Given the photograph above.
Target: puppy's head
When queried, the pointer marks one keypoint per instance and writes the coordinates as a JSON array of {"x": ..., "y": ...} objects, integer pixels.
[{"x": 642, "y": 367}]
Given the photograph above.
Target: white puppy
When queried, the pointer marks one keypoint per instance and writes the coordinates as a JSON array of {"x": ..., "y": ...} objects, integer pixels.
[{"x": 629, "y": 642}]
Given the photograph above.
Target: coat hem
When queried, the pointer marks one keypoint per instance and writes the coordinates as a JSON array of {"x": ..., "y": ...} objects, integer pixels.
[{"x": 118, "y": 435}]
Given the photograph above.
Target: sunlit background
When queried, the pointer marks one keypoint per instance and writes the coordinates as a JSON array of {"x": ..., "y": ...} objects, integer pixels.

...

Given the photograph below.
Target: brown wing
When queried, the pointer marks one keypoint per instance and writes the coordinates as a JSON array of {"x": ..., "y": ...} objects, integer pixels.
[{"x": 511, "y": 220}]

DO THIS:
Locate every line in the rows above that contains the word "Target", and copy each such line in full.

EXERCISE ANSWER:
Target: puppy's head
Target: white puppy
Target: coat hem
Target: sunlit background
Target: brown wing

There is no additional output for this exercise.